-- Passage for review follows --

Fig 5. Effects of mutants on JR-FL membrane trimer glycan maturation and occupation.

Related to S1 Data and analysis and Figs S5 and S6. A) In a trimer model (pdb: 6MYY), each glycan is numbered according to the prototype HXB2 strain (see S1 Fig) and is given a maturation score, derived from LC-MS analysis of parent JR-FL SOS E168K+N189A VLPs (S1 Data and analysis). Glycans are colored in shades of green (high mannose) or magenta (complex), according to their score. Untrimmed high mannose glycans are dark green. Trimmed high mannose glycans are shown in lighter hues of green. Heavy complex glycans are shown in dark magenta, whereas smaller complex glycans are shown in lighter hues of magenta. Some glycans, rendered in gray, were not resolved in the JR-FL parent and therefore have no score (not done; n.d.). Glycans at positions N49 and N197 are modeled as blue translucent masses. B) Glycan identity and scores at each sequon in JR-FL SOS E168K+N189A VLPs determined by LC-MS. Glycans were assigned scores by their degree of maturation (S5 Fig). C) Changes in glycan scores at each position between sample pairs. A negative score implies a shift to less mature glycan and vice versa. Data are only shown at positions where a glycan was detected in >10% of the equivalent peptides of both samples in each pair. Score difference calculations are shown in S1 Data and analysis and are modeled in S6 Fig. D) Sequon skipping and core glycans.

Fig 6. Comparison of pNL-Luc and pQC-Fluc assays for HIV pseudovirus infectivity and neutralization sensitivity.

A) The infectivities of JR-FL E168K+N189A, Q23 D49N+N611A, WITO and T250 SOS gp160ΔCT PVs, produced using pNL-Luc or pQC-Fluc plasmid sets were compared in CF2.CD4 CCR5 cells. The dotted line marks an arbitrary cutoff for infection sufficient to measure neutralization. B) Comparative PG9 sensitivity of the same PV in both assays.

Fig 7. Effects of Q23 and WITO SOS gp160ΔCT mutations on trimer expression, infectivity and MAb sensitivity.

Effect of mutations on A) Q23 and C) WITO gp160ΔCT SOS trimer infectivity (by the pQC-Fluc assay) and total Env expression (by SDS-PAGE-Western blot). B) and D) MAb sensitivities of mutants.

Fig 8. Effects of T250 and CE217 SOS gp160ΔCT mutations on trimer expression, infectivity and MAb sensitivity.

-- Passage for review concluded --
-- Material supplied follows --

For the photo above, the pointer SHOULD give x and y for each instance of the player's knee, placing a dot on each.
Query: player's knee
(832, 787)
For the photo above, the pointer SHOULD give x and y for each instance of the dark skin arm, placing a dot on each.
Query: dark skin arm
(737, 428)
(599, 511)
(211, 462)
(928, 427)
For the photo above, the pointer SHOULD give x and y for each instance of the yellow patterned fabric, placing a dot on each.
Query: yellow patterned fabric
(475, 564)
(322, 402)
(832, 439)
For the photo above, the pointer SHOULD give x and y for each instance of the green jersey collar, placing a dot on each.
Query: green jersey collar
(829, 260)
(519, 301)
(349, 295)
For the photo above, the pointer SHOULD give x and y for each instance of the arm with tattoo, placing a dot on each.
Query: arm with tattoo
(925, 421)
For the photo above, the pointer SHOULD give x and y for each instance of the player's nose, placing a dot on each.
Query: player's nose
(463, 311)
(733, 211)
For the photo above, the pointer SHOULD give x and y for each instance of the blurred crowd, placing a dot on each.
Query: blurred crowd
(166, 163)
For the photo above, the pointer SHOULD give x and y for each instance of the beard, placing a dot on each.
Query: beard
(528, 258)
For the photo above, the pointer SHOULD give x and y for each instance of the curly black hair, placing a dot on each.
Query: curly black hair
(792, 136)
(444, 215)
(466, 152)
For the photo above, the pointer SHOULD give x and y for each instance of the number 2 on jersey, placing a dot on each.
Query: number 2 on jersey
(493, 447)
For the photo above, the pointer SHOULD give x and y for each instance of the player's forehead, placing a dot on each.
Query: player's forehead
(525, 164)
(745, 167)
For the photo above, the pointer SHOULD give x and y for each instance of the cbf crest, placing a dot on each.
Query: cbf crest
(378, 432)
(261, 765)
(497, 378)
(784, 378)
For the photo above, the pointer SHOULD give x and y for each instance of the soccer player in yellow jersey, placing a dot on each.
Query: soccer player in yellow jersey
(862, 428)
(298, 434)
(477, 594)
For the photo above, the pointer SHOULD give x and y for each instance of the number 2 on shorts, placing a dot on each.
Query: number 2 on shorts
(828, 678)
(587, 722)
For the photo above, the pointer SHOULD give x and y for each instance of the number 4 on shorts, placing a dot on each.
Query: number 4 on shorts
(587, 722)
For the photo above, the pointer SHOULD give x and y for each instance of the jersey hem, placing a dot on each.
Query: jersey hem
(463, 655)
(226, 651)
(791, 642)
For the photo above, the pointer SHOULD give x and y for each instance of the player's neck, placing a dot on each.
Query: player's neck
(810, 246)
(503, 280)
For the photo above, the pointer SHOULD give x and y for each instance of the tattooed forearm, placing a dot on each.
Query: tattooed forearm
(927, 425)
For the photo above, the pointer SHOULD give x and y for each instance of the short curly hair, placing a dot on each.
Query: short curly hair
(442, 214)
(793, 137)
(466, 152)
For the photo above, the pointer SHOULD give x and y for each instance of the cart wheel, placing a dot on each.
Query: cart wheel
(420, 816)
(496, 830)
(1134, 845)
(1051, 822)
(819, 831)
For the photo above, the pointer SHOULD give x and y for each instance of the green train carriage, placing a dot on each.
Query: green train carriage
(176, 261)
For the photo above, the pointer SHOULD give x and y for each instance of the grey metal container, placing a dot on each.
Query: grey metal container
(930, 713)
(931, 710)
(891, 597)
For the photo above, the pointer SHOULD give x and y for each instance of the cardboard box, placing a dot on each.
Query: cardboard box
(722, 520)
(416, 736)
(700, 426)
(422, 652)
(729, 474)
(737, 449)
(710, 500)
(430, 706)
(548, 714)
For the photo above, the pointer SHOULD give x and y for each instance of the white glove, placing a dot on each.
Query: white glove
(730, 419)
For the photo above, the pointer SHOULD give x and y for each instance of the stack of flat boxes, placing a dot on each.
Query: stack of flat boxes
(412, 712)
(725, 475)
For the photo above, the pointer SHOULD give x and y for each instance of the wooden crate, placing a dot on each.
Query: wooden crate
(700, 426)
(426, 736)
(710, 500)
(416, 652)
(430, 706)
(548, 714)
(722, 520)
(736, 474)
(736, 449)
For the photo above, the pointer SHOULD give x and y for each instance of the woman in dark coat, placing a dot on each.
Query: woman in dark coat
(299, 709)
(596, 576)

-- Material supplied concluded --

* [Study questions]:
**a)** Retype, without any change, the part of the HIV Env figure legends that opens with the words containing "Fig 6. Comparison" and closes with "sensitivities of mutants.".
**b)** Extend the HIV Env figure legends past their last line, in the same style.

* [Your written answers]:
**a)**
Fig 6. Comparison of pNL-Luc and pQC-Fluc assays for HIV pseudovirus infectivity and neutralization sensitivity.

A) The infectivities of JR-FL E168K+N189A, Q23 D49N+N611A, WITO and T250 SOS gp160ΔCT PVs, produced using pNL-Luc or pQC-Fluc plasmid sets were compared in CF2.CD4 CCR5 cells. The dotted line marks an arbitrary cutoff for infection sufficient to measure neutralization. B) Comparative PG9 sensitivity of the same PV in both assays.

Fig 7. Effects of Q23 and WITO SOS gp160ΔCT mutations on trimer expression, infectivity and MAb sensitivity.

Effect of mutations on A) Q23 and C) WITO gp160ΔCT SOS trimer infectivity (by the pQC-Fluc assay) and total Env expression (by SDS-PAGE-Western blot). B) and D) MAb sensitivities of mutants.

**b)**
Effect of mutations on A) T250 and C) CE217 gp160ΔCT SOS trimer infectivity (by pQC-Fluc and pNL-Luc assays, respectively) and expression (by SDS-PAGE-Western blot). B) and D) MAb sensitivities of mutants.

Fig 9. Effects of group 2 strain AC10, sc422 and KNH1144 SOS gp160ΔCT mutations on trimer expression, infectivity and MAb sensitivity.

Effect of mutants on A) AC10, C) sc422 and E) KNH1144 gp160ΔCT SOS trimer infectivity (by pQC-Fluc assay) and expression (by SDS-PAGE-Western blot). B), D) and F) MAb sensitivities of mutants.

Fig 10. A quarter of particles from transfections using Env plasmid carry surface Env.

293T cells were transfected with WITO SOS gp160ΔCT and/or MuLV Gag, as indicated in part A). Supernatants were precleared, filtered and 1,000-fold concentrated. Samples were probed by A) SDS-PAGE-Western blot, B) negative stain EM (scale bars are 50nm, white arrows point to candidate Env trimers and green arrows point to possible dissociated spikes, and C) Single vesicle flow cytometry. Upper panels show particle diameters and fluorescence intensities after staining with Alexa-647-labeled PGT121. In the lower panel, we show total particle counts versus Alexa-647 fluorescence. D) Total particle and Env+ particle counts per μl of samples are indicated (left) and % Env+ particles as a proportion of total particles (right). Raw vFC data files and data analysis layouts have been deposited in Flowrepository (flowrepository.org; see S6 Text).

Fig 11. Summary of efforts to develop immunofocusing trimers.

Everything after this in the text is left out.